• _WORK TASK_
From the first line to the last, repeat the data exactly but leave out the pictures.

• _SUPPLIED DATA_
Content starts

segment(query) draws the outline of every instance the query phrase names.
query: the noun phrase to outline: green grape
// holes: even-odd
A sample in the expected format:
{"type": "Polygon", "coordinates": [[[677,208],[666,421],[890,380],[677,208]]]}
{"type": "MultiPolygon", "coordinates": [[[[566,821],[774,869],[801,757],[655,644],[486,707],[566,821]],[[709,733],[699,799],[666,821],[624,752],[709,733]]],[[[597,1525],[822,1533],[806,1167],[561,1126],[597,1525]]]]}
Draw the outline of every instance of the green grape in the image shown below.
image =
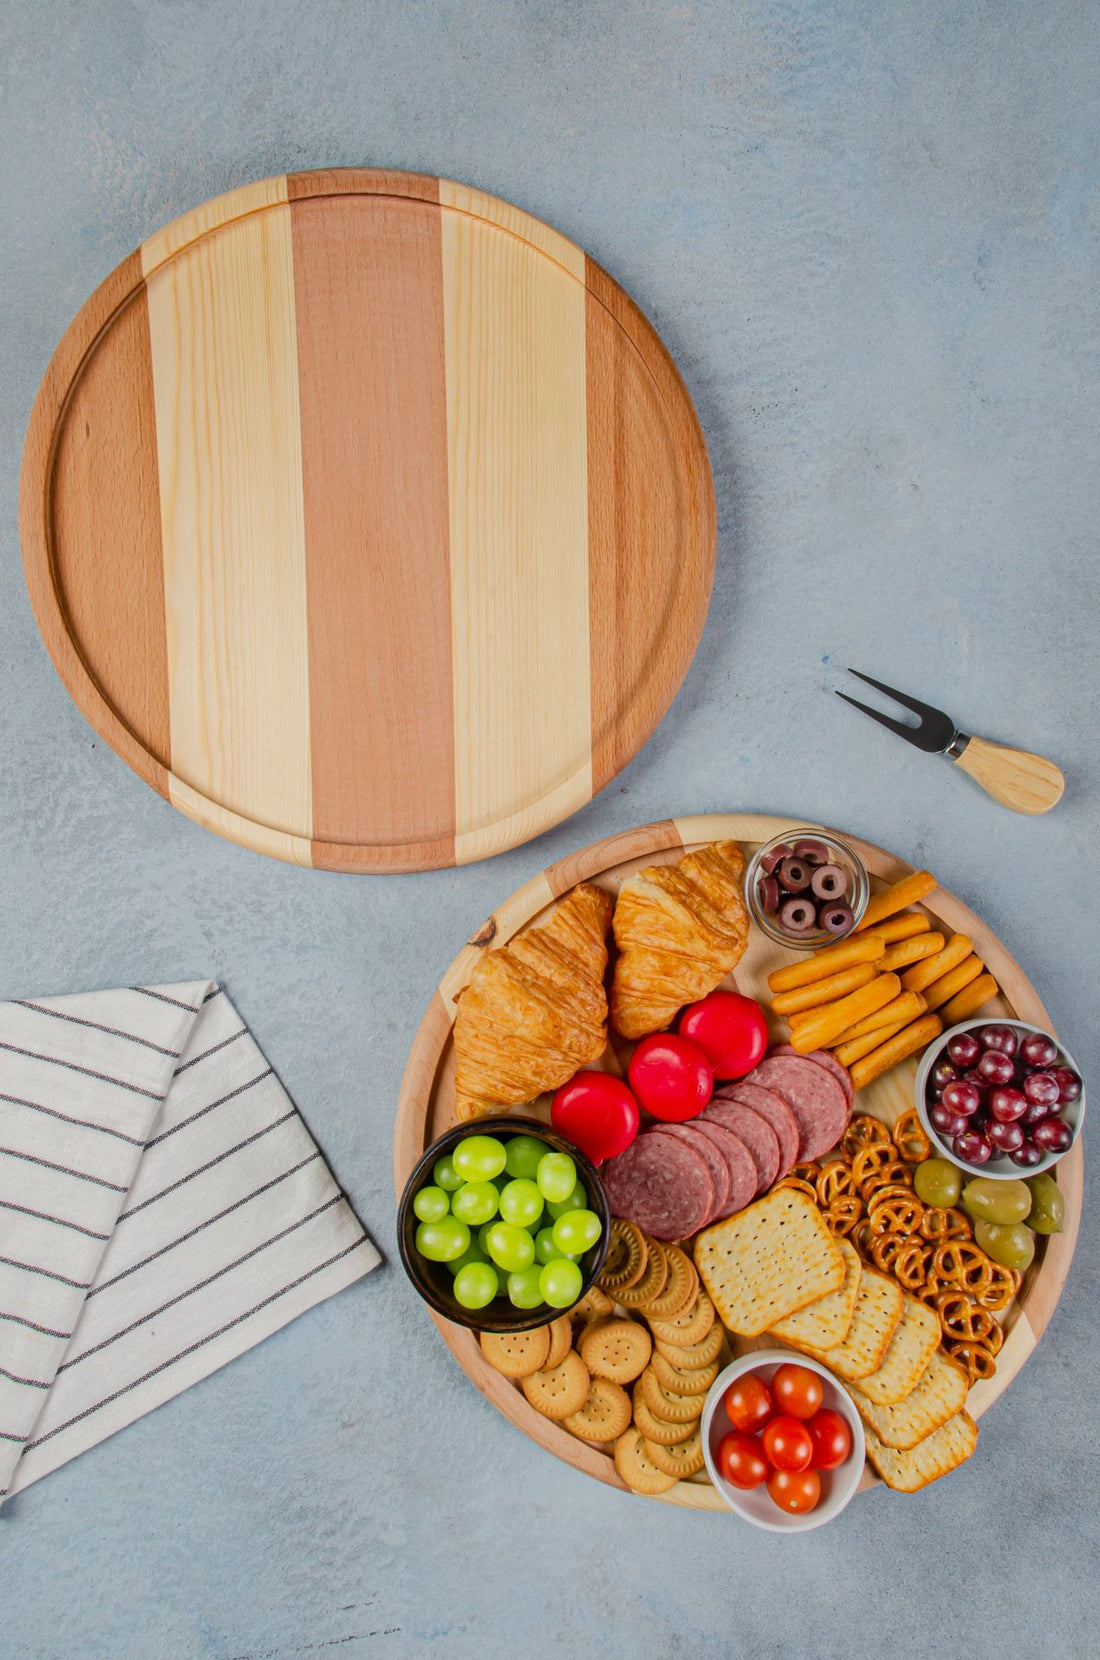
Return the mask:
{"type": "MultiPolygon", "coordinates": [[[[553,1228],[540,1228],[535,1235],[535,1261],[543,1266],[548,1262],[556,1262],[559,1257],[568,1257],[568,1251],[560,1251],[554,1243],[553,1228]]],[[[570,1258],[572,1260],[572,1258],[570,1258]]]]}
{"type": "Polygon", "coordinates": [[[453,1262],[470,1243],[470,1230],[455,1216],[438,1222],[421,1222],[416,1230],[416,1248],[429,1262],[453,1262]]]}
{"type": "Polygon", "coordinates": [[[476,1239],[471,1239],[462,1255],[455,1257],[453,1262],[447,1264],[447,1272],[457,1274],[459,1269],[465,1268],[468,1262],[488,1262],[488,1260],[488,1252],[482,1250],[476,1239]]]}
{"type": "Polygon", "coordinates": [[[504,1169],[504,1143],[495,1135],[463,1136],[452,1157],[464,1182],[491,1182],[504,1169]]]}
{"type": "Polygon", "coordinates": [[[492,1221],[499,1201],[500,1194],[492,1182],[464,1182],[451,1200],[451,1210],[460,1222],[477,1228],[492,1221]]]}
{"type": "Polygon", "coordinates": [[[451,1208],[451,1201],[441,1187],[422,1187],[413,1200],[413,1215],[421,1222],[439,1222],[451,1208]]]}
{"type": "Polygon", "coordinates": [[[517,1176],[500,1196],[500,1214],[517,1228],[533,1228],[542,1215],[542,1194],[526,1176],[517,1176]]]}
{"type": "Polygon", "coordinates": [[[516,1274],[508,1275],[508,1301],[513,1308],[538,1308],[542,1303],[542,1287],[539,1276],[543,1265],[533,1262],[530,1268],[521,1268],[516,1274]]]}
{"type": "Polygon", "coordinates": [[[539,1192],[549,1203],[568,1199],[577,1185],[577,1167],[568,1153],[544,1153],[536,1174],[539,1192]]]}
{"type": "Polygon", "coordinates": [[[504,1150],[504,1168],[509,1176],[521,1176],[524,1181],[533,1182],[545,1151],[545,1141],[538,1141],[533,1135],[514,1135],[504,1150]]]}
{"type": "Polygon", "coordinates": [[[496,1270],[487,1262],[468,1262],[455,1275],[455,1301],[462,1308],[484,1308],[499,1290],[496,1270]]]}
{"type": "Polygon", "coordinates": [[[594,1210],[567,1210],[554,1223],[554,1244],[560,1255],[580,1257],[592,1249],[602,1231],[594,1210]]]}
{"type": "Polygon", "coordinates": [[[526,1228],[494,1222],[488,1234],[489,1255],[506,1274],[518,1274],[535,1260],[535,1242],[526,1228]]]}
{"type": "Polygon", "coordinates": [[[492,1226],[492,1222],[483,1222],[477,1230],[478,1250],[483,1253],[486,1261],[489,1259],[489,1229],[492,1226]]]}
{"type": "Polygon", "coordinates": [[[444,1193],[455,1193],[462,1186],[462,1177],[455,1169],[455,1161],[450,1153],[444,1153],[441,1159],[436,1159],[432,1167],[432,1176],[436,1187],[441,1187],[444,1193]]]}
{"type": "MultiPolygon", "coordinates": [[[[1013,1222],[1027,1221],[1031,1211],[1031,1189],[1023,1181],[991,1182],[978,1176],[963,1188],[962,1207],[976,1222],[995,1222],[998,1226],[1008,1227],[1013,1222]]],[[[997,1261],[1000,1261],[999,1257],[997,1261]]]]}
{"type": "Polygon", "coordinates": [[[588,1194],[584,1190],[584,1183],[578,1182],[572,1193],[570,1193],[566,1198],[552,1199],[546,1207],[546,1214],[556,1222],[558,1217],[564,1216],[567,1210],[587,1209],[588,1194]]]}
{"type": "Polygon", "coordinates": [[[925,1159],[913,1172],[913,1186],[926,1205],[947,1210],[959,1202],[962,1171],[947,1159],[925,1159]]]}
{"type": "Polygon", "coordinates": [[[551,1308],[569,1308],[577,1301],[584,1286],[584,1275],[575,1262],[557,1257],[548,1262],[539,1274],[542,1300],[551,1308]]]}
{"type": "Polygon", "coordinates": [[[1066,1201],[1054,1177],[1044,1171],[1041,1176],[1032,1176],[1027,1185],[1031,1189],[1028,1227],[1036,1233],[1061,1233],[1066,1219],[1066,1201]]]}
{"type": "Polygon", "coordinates": [[[974,1240],[1003,1268],[1030,1268],[1035,1256],[1035,1235],[1022,1222],[974,1224],[974,1240]]]}

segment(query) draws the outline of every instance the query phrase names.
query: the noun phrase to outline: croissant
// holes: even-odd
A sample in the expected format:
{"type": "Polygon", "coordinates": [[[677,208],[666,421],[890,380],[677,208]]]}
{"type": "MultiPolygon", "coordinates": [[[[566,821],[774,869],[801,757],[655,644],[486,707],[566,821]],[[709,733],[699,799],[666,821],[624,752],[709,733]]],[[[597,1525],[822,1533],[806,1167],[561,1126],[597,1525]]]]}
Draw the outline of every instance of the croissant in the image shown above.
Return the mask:
{"type": "Polygon", "coordinates": [[[603,1054],[611,908],[582,882],[549,921],[482,957],[455,1016],[460,1119],[533,1101],[603,1054]]]}
{"type": "Polygon", "coordinates": [[[713,842],[623,883],[611,983],[611,1024],[623,1037],[661,1031],[740,962],[749,937],[744,869],[736,842],[713,842]]]}

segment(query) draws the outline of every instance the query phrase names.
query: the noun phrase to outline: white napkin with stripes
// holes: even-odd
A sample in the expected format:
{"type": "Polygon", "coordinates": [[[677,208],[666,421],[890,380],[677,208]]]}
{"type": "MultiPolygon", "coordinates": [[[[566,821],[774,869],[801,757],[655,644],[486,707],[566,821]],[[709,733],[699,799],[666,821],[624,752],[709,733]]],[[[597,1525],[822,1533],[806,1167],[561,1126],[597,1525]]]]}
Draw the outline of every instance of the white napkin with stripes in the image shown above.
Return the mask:
{"type": "Polygon", "coordinates": [[[0,1502],[378,1261],[212,981],[0,1003],[0,1502]]]}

Content ends

• _ANSWER SECTION_
segment(query) draws the outline of every instance the query phrase names.
query: the noun phrase to outline: green grape
// holes: even-odd
A sample in the expected format:
{"type": "Polygon", "coordinates": [[[677,208],[666,421],[890,380],[677,208]]]}
{"type": "MultiPolygon", "coordinates": [[[[566,821],[774,869],[801,757],[655,644],[486,707],[566,821]],[[709,733],[699,799],[666,821],[624,752],[709,733]]],[[[597,1525],[822,1533],[806,1167],[561,1126],[597,1525]]]]}
Draw the outline of every instance of the green grape in the image shown below.
image =
Return the mask:
{"type": "MultiPolygon", "coordinates": [[[[553,1228],[540,1228],[535,1235],[535,1261],[543,1266],[548,1262],[556,1262],[559,1257],[568,1257],[568,1251],[560,1251],[554,1243],[553,1228]]],[[[570,1258],[572,1260],[572,1258],[570,1258]]]]}
{"type": "Polygon", "coordinates": [[[453,1262],[470,1243],[470,1230],[455,1216],[438,1222],[421,1222],[416,1230],[416,1248],[429,1262],[453,1262]]]}
{"type": "Polygon", "coordinates": [[[476,1239],[471,1239],[462,1255],[455,1257],[453,1262],[447,1264],[447,1272],[457,1274],[459,1269],[465,1268],[468,1262],[488,1262],[488,1260],[488,1252],[482,1250],[476,1239]]]}
{"type": "Polygon", "coordinates": [[[504,1169],[504,1143],[495,1135],[463,1136],[452,1157],[464,1182],[491,1182],[504,1169]]]}
{"type": "Polygon", "coordinates": [[[492,1221],[499,1201],[500,1194],[492,1182],[464,1182],[451,1200],[451,1210],[460,1222],[477,1228],[492,1221]]]}
{"type": "Polygon", "coordinates": [[[451,1208],[451,1201],[441,1187],[422,1187],[413,1200],[413,1215],[421,1222],[439,1222],[451,1208]]]}
{"type": "Polygon", "coordinates": [[[517,1176],[500,1196],[500,1214],[517,1228],[533,1228],[542,1215],[542,1194],[526,1176],[517,1176]]]}
{"type": "Polygon", "coordinates": [[[516,1274],[508,1275],[508,1301],[513,1308],[538,1308],[542,1303],[542,1287],[539,1276],[543,1265],[533,1262],[530,1268],[521,1268],[516,1274]]]}
{"type": "Polygon", "coordinates": [[[539,1192],[549,1203],[568,1199],[577,1185],[577,1167],[568,1153],[544,1153],[536,1174],[539,1192]]]}
{"type": "Polygon", "coordinates": [[[504,1150],[504,1168],[509,1176],[521,1176],[524,1181],[533,1182],[545,1151],[545,1141],[538,1141],[533,1135],[514,1135],[504,1150]]]}
{"type": "Polygon", "coordinates": [[[496,1270],[487,1262],[468,1262],[455,1275],[455,1301],[462,1308],[484,1308],[499,1290],[496,1270]]]}
{"type": "Polygon", "coordinates": [[[594,1210],[567,1210],[554,1223],[554,1244],[560,1255],[580,1257],[592,1249],[602,1231],[594,1210]]]}
{"type": "Polygon", "coordinates": [[[526,1228],[494,1222],[488,1234],[489,1255],[506,1274],[518,1274],[535,1260],[535,1242],[526,1228]]]}
{"type": "Polygon", "coordinates": [[[492,1226],[492,1222],[483,1222],[477,1230],[478,1250],[483,1253],[486,1261],[489,1259],[489,1229],[492,1226]]]}
{"type": "Polygon", "coordinates": [[[444,1193],[455,1193],[462,1186],[462,1177],[455,1169],[455,1161],[450,1153],[444,1153],[441,1159],[436,1159],[432,1167],[432,1176],[436,1187],[441,1187],[444,1193]]]}
{"type": "MultiPolygon", "coordinates": [[[[1013,1222],[1027,1221],[1031,1211],[1031,1189],[1023,1181],[991,1182],[978,1176],[963,1188],[962,1207],[976,1222],[995,1222],[998,1226],[1008,1227],[1013,1222]]],[[[997,1261],[1000,1261],[999,1257],[997,1261]]]]}
{"type": "Polygon", "coordinates": [[[588,1194],[584,1190],[584,1183],[578,1182],[572,1193],[570,1193],[566,1198],[552,1199],[546,1207],[546,1214],[556,1222],[558,1217],[564,1216],[567,1210],[587,1209],[588,1194]]]}
{"type": "Polygon", "coordinates": [[[925,1159],[913,1172],[913,1186],[926,1205],[947,1210],[959,1202],[962,1171],[947,1159],[925,1159]]]}
{"type": "Polygon", "coordinates": [[[551,1308],[569,1308],[577,1301],[584,1286],[584,1275],[575,1262],[557,1257],[548,1262],[539,1274],[542,1300],[551,1308]]]}
{"type": "Polygon", "coordinates": [[[1066,1201],[1054,1177],[1044,1171],[1041,1176],[1032,1176],[1027,1185],[1031,1189],[1028,1227],[1036,1233],[1061,1233],[1066,1219],[1066,1201]]]}
{"type": "Polygon", "coordinates": [[[974,1240],[1003,1268],[1030,1268],[1035,1256],[1035,1235],[1022,1222],[974,1224],[974,1240]]]}

segment(query) draws the outline of every instance the query phrase names.
query: the noun phrase to outline: croissant
// holes: even-odd
A sample in the expected format:
{"type": "Polygon", "coordinates": [[[677,208],[666,421],[890,380],[677,208]]]}
{"type": "MultiPolygon", "coordinates": [[[[566,821],[774,869],[801,757],[655,644],[486,707],[566,821]],[[709,733],[699,799],[666,821],[624,752],[709,733]]],[[[597,1525],[822,1533],[806,1167],[561,1126],[597,1525]]]]}
Draw the outline of every instance of the croissant in the image shown above.
Return the mask:
{"type": "Polygon", "coordinates": [[[603,1054],[611,908],[582,882],[549,921],[482,957],[455,1016],[460,1119],[533,1101],[603,1054]]]}
{"type": "Polygon", "coordinates": [[[713,842],[623,883],[611,983],[611,1024],[623,1037],[661,1031],[740,962],[749,937],[744,869],[736,842],[713,842]]]}

segment(query) draws the outline of every instance the query phrase names.
query: the noun phrase to outline: white napkin with stripes
// holes: even-odd
A sample in the expected format:
{"type": "Polygon", "coordinates": [[[677,208],[666,421],[890,380],[677,208]]]}
{"type": "MultiPolygon", "coordinates": [[[[566,821],[774,869],[801,757],[655,644],[486,707],[566,821]],[[709,733],[699,799],[666,821],[624,752],[709,733]]],[[[597,1525],[822,1533],[806,1167],[561,1126],[597,1525]]]]}
Draw the outline of every instance of the white napkin with stripes in the image shown above.
Return the mask:
{"type": "Polygon", "coordinates": [[[0,1502],[378,1261],[212,981],[0,1003],[0,1502]]]}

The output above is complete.